Problem description: Every line of the data that contains the string "jacket" must be copied.

___ Available records ___

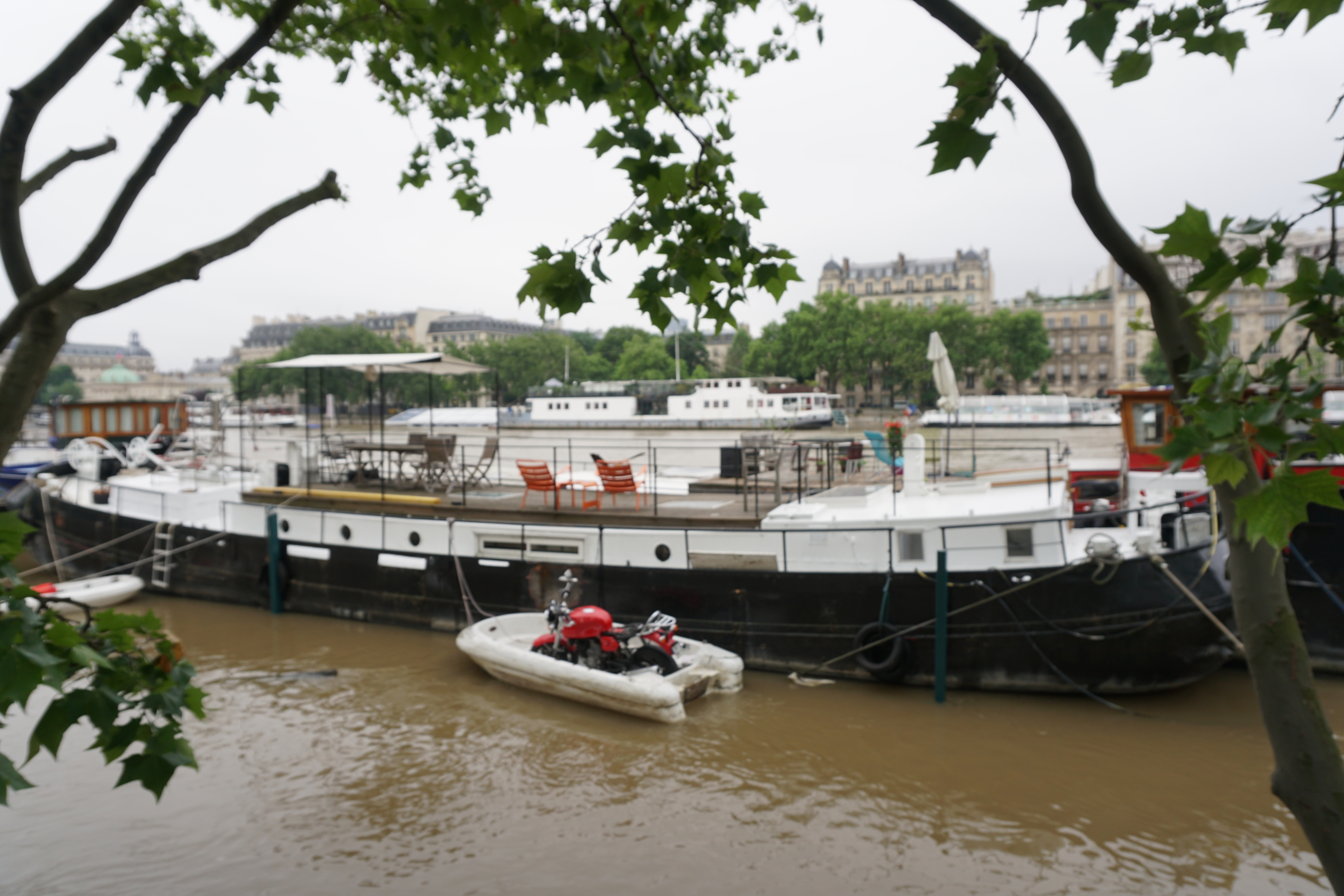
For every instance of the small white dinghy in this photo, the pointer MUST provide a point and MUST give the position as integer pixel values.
(503, 647)
(104, 592)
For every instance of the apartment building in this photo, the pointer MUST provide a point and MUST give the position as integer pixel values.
(967, 279)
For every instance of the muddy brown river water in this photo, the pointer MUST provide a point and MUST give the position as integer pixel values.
(412, 772)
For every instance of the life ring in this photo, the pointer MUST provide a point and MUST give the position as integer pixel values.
(884, 660)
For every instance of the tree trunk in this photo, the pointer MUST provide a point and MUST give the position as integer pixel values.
(40, 343)
(1308, 770)
(1310, 773)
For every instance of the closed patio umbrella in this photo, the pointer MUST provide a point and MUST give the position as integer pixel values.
(946, 381)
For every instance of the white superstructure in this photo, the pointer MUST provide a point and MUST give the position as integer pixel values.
(740, 402)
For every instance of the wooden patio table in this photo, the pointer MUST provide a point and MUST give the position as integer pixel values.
(401, 451)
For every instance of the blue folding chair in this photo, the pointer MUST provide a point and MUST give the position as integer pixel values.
(882, 452)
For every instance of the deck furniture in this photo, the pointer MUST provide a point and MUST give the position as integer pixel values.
(334, 457)
(882, 452)
(436, 469)
(474, 475)
(372, 451)
(760, 453)
(537, 477)
(616, 479)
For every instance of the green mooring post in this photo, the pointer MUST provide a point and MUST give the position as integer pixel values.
(274, 561)
(940, 632)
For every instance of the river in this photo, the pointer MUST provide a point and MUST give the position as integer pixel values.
(412, 772)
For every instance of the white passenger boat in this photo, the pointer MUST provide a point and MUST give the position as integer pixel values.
(503, 647)
(97, 594)
(763, 402)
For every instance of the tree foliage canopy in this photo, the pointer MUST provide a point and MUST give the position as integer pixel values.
(120, 674)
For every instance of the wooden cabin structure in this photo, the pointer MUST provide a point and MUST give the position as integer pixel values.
(118, 422)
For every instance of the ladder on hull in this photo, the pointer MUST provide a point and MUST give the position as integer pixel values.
(162, 565)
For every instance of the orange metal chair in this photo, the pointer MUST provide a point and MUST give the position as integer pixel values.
(538, 477)
(618, 477)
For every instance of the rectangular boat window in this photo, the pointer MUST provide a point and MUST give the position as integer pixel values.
(1150, 424)
(911, 546)
(1019, 543)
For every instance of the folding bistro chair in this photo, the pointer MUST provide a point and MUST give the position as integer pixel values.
(538, 477)
(475, 475)
(616, 479)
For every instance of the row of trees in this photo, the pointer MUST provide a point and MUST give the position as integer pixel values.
(888, 344)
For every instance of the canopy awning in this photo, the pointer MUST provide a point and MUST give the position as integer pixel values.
(433, 363)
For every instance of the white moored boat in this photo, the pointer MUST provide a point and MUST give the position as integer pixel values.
(503, 647)
(103, 592)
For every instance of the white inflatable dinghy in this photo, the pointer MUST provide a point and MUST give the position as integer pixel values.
(97, 594)
(503, 647)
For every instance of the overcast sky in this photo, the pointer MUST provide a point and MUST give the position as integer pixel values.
(829, 140)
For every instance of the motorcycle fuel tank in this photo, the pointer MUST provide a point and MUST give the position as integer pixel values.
(588, 623)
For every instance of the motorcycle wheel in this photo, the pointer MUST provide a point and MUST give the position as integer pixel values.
(653, 655)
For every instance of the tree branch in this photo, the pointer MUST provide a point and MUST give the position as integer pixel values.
(1177, 331)
(190, 264)
(214, 82)
(26, 102)
(72, 156)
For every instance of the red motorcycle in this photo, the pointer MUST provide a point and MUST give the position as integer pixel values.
(588, 637)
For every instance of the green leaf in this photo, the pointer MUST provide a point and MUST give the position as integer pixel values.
(752, 203)
(1222, 467)
(1283, 12)
(956, 141)
(1096, 29)
(1132, 65)
(10, 780)
(1280, 506)
(1190, 234)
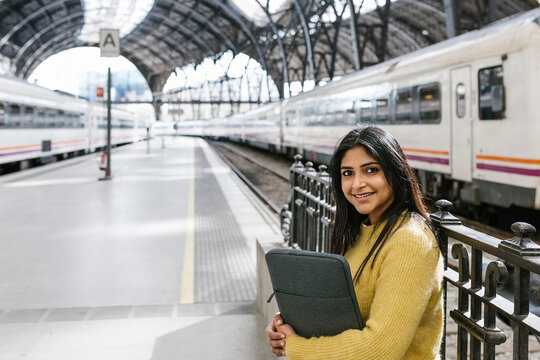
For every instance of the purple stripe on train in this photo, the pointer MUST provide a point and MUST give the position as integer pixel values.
(508, 169)
(431, 160)
(19, 152)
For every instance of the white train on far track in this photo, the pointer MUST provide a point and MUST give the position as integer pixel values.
(466, 112)
(37, 124)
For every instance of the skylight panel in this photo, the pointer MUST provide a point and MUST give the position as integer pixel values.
(124, 15)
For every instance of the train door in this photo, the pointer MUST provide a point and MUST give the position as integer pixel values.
(461, 124)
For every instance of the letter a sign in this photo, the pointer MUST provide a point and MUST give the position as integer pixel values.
(109, 42)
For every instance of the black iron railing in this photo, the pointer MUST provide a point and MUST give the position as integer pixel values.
(495, 279)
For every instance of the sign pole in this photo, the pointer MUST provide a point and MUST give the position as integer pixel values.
(109, 44)
(108, 171)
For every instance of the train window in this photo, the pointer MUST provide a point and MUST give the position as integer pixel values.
(329, 114)
(308, 114)
(14, 115)
(404, 105)
(290, 118)
(40, 117)
(430, 103)
(491, 85)
(28, 117)
(460, 100)
(349, 115)
(365, 111)
(381, 110)
(52, 119)
(80, 120)
(2, 115)
(62, 120)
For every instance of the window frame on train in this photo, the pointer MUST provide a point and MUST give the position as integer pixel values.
(421, 101)
(489, 86)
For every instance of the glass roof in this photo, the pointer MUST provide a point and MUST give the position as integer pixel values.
(120, 14)
(253, 9)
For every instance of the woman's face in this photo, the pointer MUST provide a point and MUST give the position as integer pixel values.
(364, 185)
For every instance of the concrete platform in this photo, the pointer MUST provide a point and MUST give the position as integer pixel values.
(157, 263)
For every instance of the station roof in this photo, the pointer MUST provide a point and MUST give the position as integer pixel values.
(301, 40)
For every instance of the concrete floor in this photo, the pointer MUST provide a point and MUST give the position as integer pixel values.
(95, 269)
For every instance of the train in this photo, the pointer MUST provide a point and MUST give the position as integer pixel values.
(466, 112)
(38, 125)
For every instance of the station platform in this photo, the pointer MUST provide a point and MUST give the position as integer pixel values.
(157, 263)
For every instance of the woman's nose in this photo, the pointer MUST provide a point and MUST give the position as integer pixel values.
(359, 182)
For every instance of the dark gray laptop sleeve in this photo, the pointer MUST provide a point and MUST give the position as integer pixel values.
(314, 291)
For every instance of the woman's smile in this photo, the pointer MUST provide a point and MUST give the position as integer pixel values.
(364, 185)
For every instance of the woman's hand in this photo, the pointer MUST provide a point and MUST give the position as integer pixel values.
(276, 338)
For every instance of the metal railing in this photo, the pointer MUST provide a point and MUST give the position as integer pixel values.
(492, 276)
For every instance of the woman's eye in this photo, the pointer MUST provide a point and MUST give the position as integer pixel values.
(372, 170)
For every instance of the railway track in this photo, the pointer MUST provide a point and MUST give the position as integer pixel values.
(264, 173)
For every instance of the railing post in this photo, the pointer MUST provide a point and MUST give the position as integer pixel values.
(322, 178)
(521, 245)
(289, 211)
(443, 217)
(308, 210)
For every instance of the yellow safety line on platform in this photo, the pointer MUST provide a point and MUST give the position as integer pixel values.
(188, 268)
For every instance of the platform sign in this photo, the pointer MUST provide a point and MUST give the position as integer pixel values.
(109, 42)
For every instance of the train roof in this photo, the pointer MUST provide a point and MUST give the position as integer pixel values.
(511, 26)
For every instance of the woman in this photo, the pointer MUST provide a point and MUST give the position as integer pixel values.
(382, 228)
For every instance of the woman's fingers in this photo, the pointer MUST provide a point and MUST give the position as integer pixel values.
(278, 352)
(278, 320)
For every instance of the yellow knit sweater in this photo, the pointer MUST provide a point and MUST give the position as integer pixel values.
(400, 299)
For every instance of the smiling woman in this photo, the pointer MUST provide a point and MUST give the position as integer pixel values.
(382, 229)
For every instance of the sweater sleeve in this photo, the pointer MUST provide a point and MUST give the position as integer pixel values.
(403, 288)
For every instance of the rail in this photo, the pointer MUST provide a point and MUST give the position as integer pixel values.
(492, 277)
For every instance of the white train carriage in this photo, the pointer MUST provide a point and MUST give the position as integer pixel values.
(465, 112)
(38, 124)
(262, 127)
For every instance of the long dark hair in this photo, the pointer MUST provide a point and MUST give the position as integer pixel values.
(385, 149)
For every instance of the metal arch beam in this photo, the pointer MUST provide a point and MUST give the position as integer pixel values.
(132, 49)
(428, 7)
(353, 23)
(27, 19)
(281, 48)
(397, 29)
(154, 49)
(307, 37)
(205, 20)
(451, 18)
(184, 30)
(513, 4)
(234, 15)
(38, 35)
(29, 66)
(138, 40)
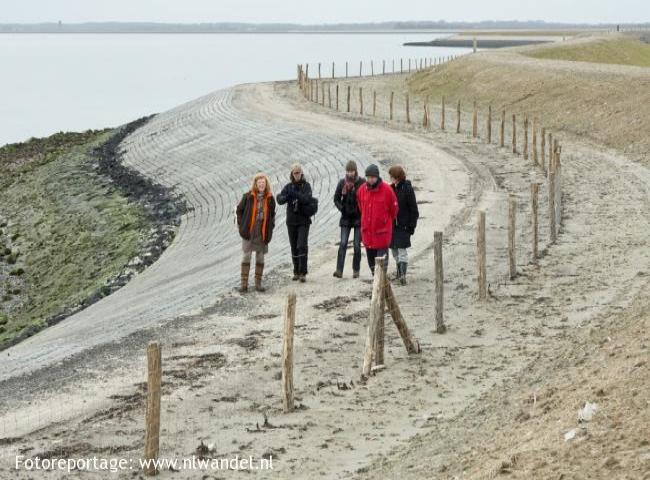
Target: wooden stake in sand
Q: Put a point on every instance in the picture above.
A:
(439, 282)
(373, 324)
(489, 125)
(535, 159)
(514, 134)
(534, 202)
(475, 121)
(349, 98)
(287, 353)
(481, 257)
(502, 133)
(408, 109)
(374, 103)
(154, 382)
(542, 149)
(512, 253)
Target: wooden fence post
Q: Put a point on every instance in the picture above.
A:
(551, 204)
(502, 133)
(512, 230)
(514, 134)
(535, 158)
(439, 282)
(374, 103)
(475, 121)
(534, 202)
(489, 126)
(373, 323)
(287, 353)
(481, 257)
(526, 137)
(348, 98)
(152, 415)
(408, 109)
(361, 101)
(543, 149)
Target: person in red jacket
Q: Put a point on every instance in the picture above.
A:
(378, 207)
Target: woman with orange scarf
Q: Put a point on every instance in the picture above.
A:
(256, 220)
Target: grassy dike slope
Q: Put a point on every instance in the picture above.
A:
(608, 104)
(65, 230)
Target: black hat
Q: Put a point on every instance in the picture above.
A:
(372, 170)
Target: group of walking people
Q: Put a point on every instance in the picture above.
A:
(380, 215)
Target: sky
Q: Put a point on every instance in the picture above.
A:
(330, 11)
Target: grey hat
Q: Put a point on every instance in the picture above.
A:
(372, 170)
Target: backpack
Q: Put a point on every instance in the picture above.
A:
(310, 209)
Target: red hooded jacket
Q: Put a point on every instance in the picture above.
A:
(378, 207)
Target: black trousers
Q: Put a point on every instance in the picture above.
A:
(372, 255)
(299, 241)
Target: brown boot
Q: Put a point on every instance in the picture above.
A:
(259, 271)
(245, 269)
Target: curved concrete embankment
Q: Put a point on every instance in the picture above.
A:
(208, 150)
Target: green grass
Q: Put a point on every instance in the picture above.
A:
(622, 51)
(67, 229)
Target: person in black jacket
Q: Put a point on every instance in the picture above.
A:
(297, 196)
(406, 221)
(255, 221)
(345, 199)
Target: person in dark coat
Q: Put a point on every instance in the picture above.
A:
(297, 196)
(345, 199)
(255, 221)
(378, 207)
(406, 220)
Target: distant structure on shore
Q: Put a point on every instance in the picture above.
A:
(384, 27)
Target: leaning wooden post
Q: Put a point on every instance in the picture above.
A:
(373, 322)
(514, 133)
(475, 121)
(374, 103)
(411, 344)
(337, 97)
(534, 202)
(551, 205)
(361, 101)
(481, 257)
(526, 137)
(408, 109)
(379, 335)
(287, 353)
(512, 252)
(152, 415)
(439, 279)
(489, 125)
(535, 158)
(502, 133)
(543, 149)
(348, 98)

___

Finished task:
Target: person in red jacket
Target: red hooded jacket
Target: person in black jacket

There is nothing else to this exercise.